We also have four load/store units responsible for retrieving data from higher up in the memory hierarchy, as well as four Special Function Units which are like high-end ALUs designated for graphical interpolation operations as well as trigonometric and transcendental operations.
All together, our piecemeal interpretation of the various white papers, forum discussions, and developer guides about a somewhat-standard GPU architecture looks like this:
Headache13 Memory
Constant Referring back to our diagram of a Streaming Multiprocessor we can make some observations about how to optimize our code for the hardware:
Usage of Constant Memory helps free up space in the shared L1 Cache. We also get the added benefit of broadcasting. To understand broadcasting and its tradeoffs, we'll look at a simplification of the relationship between a Streaming Multiprocessor and global memory:
When a value is read from DRAM to the constant cache, that value is broadcast to all of the cores:
This is useful when all the threads in the SM will use the value, but if even one thread needs a different value in memory, we have to pay the same cost of broadcasting it to all threads again. If the value is adjacent in memory, then it's not that bad since values loaded into the constant cache from DRAM are loaded by block and there's a good chance it's already in the cache, but point is that all threads are constrained by the slowest poll required.

▶ WHAT YOU NEED TO DO:
a) In the GPU architecture passage, why is it "not that bad" when a thread needs a different value that sits adjacent in memory? Answer in one to three sentences.
b) List every kind of operation that the GPU architecture passage says the Special Function Units are designated for.
c) According to the GPU architecture passage, how many load/store units are there?
The rows play no part in this work.

▶ PROVIDED DATA:

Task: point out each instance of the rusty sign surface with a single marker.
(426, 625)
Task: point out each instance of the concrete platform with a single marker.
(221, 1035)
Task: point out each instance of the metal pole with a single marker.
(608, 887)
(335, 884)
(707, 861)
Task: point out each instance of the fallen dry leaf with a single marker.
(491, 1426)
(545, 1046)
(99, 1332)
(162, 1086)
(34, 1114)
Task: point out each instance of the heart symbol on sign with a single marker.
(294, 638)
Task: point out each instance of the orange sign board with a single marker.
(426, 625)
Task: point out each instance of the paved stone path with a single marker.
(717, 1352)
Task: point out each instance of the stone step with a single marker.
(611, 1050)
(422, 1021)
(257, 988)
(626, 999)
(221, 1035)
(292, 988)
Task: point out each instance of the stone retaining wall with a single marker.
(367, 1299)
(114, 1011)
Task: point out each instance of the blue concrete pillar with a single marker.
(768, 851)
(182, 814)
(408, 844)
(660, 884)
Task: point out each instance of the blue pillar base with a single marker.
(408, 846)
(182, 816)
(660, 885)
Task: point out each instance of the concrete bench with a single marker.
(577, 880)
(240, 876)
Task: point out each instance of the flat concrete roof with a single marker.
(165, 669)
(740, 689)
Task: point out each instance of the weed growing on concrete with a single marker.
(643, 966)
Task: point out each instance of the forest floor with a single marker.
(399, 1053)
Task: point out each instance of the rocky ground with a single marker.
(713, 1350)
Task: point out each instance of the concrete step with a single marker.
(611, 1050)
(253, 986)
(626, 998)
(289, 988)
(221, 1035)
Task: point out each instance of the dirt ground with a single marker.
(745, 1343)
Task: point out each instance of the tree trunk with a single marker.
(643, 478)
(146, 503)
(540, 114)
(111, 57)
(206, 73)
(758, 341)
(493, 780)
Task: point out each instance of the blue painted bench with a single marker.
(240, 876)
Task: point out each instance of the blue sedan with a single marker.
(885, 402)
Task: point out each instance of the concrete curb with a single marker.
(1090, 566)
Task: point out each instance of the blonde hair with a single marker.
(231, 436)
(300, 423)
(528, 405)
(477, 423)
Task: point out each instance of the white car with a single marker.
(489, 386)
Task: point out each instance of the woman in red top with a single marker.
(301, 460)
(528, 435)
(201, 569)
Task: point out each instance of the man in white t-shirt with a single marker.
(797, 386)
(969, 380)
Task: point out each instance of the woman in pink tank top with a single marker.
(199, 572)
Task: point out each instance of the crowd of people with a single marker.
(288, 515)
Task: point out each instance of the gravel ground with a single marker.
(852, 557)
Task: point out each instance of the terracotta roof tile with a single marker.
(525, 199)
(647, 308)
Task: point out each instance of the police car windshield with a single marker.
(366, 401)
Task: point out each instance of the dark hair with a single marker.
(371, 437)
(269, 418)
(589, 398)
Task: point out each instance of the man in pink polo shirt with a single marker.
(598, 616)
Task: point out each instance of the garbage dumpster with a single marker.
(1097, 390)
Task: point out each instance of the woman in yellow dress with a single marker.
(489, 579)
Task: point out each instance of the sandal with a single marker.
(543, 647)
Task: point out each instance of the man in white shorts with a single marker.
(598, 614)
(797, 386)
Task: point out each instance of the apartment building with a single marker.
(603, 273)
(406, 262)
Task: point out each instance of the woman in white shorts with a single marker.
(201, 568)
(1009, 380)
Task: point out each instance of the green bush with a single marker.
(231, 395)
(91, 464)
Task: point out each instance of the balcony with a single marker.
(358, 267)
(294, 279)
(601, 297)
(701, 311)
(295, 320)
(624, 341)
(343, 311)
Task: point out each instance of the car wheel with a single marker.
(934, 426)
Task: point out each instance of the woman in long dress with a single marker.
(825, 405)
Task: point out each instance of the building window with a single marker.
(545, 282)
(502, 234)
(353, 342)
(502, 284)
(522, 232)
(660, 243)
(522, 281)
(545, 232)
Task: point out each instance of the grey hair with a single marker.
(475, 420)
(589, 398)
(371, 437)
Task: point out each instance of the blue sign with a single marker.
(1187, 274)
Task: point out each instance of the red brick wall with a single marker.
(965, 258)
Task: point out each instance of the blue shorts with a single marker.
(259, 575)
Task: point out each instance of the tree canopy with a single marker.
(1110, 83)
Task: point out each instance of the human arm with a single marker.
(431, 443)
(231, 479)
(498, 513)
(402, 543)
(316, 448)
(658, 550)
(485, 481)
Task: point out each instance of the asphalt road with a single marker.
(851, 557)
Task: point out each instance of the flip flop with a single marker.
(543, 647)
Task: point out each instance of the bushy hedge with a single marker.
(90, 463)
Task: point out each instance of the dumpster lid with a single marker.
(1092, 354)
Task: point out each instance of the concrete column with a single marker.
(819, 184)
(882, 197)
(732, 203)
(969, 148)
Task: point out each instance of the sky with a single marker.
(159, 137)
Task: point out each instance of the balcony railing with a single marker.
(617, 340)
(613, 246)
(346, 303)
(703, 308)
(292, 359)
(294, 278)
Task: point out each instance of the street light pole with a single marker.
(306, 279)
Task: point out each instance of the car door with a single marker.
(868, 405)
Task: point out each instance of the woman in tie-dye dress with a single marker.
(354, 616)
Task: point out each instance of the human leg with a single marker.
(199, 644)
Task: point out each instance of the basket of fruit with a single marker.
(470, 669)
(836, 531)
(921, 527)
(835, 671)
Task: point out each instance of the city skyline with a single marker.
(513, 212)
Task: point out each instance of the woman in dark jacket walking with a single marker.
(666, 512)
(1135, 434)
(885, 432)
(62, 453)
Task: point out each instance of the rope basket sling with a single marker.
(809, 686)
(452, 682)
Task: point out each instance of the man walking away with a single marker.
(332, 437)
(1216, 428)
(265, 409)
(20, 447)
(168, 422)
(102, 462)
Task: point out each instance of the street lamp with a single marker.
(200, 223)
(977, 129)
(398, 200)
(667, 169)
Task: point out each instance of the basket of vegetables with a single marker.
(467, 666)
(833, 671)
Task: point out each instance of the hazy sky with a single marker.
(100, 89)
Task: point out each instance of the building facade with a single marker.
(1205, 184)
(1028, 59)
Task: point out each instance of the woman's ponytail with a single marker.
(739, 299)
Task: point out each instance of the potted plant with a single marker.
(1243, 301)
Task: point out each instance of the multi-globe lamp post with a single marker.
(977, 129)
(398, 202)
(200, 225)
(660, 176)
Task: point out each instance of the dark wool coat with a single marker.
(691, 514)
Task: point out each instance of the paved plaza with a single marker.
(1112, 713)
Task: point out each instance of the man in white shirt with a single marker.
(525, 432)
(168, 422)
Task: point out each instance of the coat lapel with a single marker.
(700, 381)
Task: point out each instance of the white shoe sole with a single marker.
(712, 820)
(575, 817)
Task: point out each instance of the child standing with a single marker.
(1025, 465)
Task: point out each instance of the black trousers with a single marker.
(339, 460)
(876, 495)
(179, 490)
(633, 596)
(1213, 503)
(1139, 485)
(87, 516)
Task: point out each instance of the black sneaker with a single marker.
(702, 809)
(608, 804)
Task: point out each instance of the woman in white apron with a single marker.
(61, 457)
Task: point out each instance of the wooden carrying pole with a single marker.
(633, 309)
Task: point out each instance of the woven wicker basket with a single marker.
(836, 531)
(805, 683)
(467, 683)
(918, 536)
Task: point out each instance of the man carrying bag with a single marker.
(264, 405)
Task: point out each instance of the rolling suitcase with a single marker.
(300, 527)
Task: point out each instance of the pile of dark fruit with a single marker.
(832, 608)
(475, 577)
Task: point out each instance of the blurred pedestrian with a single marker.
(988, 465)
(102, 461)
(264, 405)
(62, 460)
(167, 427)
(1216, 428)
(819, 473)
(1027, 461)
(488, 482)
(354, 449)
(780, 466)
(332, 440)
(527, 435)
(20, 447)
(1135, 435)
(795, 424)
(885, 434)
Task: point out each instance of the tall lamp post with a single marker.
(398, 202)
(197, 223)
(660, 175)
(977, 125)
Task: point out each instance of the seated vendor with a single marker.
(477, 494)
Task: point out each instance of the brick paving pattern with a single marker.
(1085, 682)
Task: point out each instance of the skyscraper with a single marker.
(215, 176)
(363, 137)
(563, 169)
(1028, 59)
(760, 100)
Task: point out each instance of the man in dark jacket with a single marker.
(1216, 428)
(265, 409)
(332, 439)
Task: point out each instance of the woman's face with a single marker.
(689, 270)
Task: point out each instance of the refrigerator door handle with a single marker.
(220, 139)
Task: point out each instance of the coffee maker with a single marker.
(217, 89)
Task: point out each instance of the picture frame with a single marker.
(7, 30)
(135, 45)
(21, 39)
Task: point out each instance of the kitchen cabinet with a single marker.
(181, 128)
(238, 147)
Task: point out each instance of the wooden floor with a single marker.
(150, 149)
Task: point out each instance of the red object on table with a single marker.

▶ OUTPUTS IN ORDER:
a) Values are loaded from DRAM into the constant cache by block. An adjacent value therefore has a good chance of already being in the cache.

b)
- Graphical interpolation operations
- Trigonometric operations
- Transcendental operations

c) There are four load/store units.